PROBLEM REQUIREMENTS:
Count the lines in the records below that contain the string "stack", and reply with the number alone.
— Begin —
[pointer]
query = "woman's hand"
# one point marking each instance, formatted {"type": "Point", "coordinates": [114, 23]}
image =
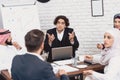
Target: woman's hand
{"type": "Point", "coordinates": [71, 36]}
{"type": "Point", "coordinates": [99, 46]}
{"type": "Point", "coordinates": [51, 37]}
{"type": "Point", "coordinates": [88, 72]}
{"type": "Point", "coordinates": [88, 57]}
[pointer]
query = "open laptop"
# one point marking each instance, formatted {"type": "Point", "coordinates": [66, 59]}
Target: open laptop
{"type": "Point", "coordinates": [62, 53]}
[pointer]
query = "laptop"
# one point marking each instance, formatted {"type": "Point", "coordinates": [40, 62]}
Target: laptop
{"type": "Point", "coordinates": [62, 53]}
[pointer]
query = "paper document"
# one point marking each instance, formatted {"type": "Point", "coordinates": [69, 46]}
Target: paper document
{"type": "Point", "coordinates": [65, 67]}
{"type": "Point", "coordinates": [63, 62]}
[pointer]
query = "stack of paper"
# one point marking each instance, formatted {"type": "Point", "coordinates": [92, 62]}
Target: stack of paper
{"type": "Point", "coordinates": [63, 62]}
{"type": "Point", "coordinates": [65, 67]}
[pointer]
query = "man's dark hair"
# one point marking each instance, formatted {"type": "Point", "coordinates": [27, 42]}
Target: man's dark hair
{"type": "Point", "coordinates": [34, 40]}
{"type": "Point", "coordinates": [62, 17]}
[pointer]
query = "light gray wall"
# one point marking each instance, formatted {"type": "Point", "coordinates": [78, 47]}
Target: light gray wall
{"type": "Point", "coordinates": [13, 2]}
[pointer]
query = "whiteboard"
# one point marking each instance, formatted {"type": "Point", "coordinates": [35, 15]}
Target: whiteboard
{"type": "Point", "coordinates": [19, 20]}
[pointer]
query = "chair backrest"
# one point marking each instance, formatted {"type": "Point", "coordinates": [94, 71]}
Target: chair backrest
{"type": "Point", "coordinates": [6, 74]}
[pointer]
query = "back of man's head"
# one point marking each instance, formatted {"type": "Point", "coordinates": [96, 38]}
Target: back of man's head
{"type": "Point", "coordinates": [34, 40]}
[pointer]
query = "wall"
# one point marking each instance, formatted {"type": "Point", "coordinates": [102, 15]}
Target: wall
{"type": "Point", "coordinates": [89, 30]}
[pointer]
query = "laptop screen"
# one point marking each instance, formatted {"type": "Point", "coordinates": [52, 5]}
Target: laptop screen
{"type": "Point", "coordinates": [61, 53]}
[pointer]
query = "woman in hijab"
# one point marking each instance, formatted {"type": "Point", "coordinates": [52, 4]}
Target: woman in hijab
{"type": "Point", "coordinates": [110, 56]}
{"type": "Point", "coordinates": [116, 22]}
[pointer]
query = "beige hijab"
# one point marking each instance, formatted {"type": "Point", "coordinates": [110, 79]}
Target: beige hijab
{"type": "Point", "coordinates": [114, 50]}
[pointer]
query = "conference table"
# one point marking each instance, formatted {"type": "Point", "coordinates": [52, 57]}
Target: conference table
{"type": "Point", "coordinates": [96, 67]}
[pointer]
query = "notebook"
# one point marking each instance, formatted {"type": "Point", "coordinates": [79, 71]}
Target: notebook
{"type": "Point", "coordinates": [62, 53]}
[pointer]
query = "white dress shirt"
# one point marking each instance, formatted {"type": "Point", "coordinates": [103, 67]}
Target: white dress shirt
{"type": "Point", "coordinates": [111, 71]}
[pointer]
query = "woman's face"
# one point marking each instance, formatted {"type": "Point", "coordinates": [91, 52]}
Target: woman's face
{"type": "Point", "coordinates": [117, 23]}
{"type": "Point", "coordinates": [60, 25]}
{"type": "Point", "coordinates": [108, 40]}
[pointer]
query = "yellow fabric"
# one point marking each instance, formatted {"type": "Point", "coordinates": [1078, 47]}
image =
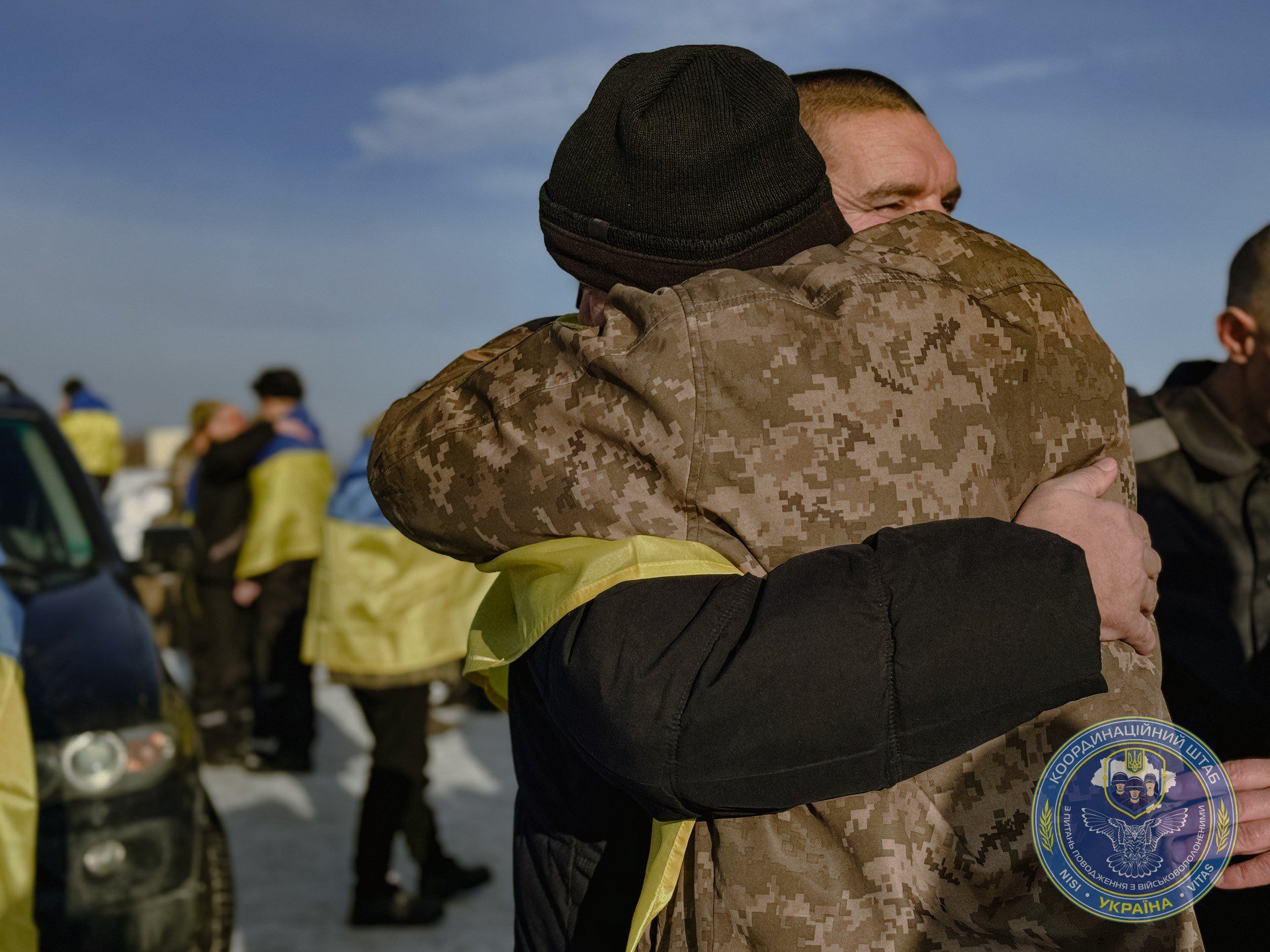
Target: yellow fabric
— End —
SOLUTION FOR THIS TASK:
2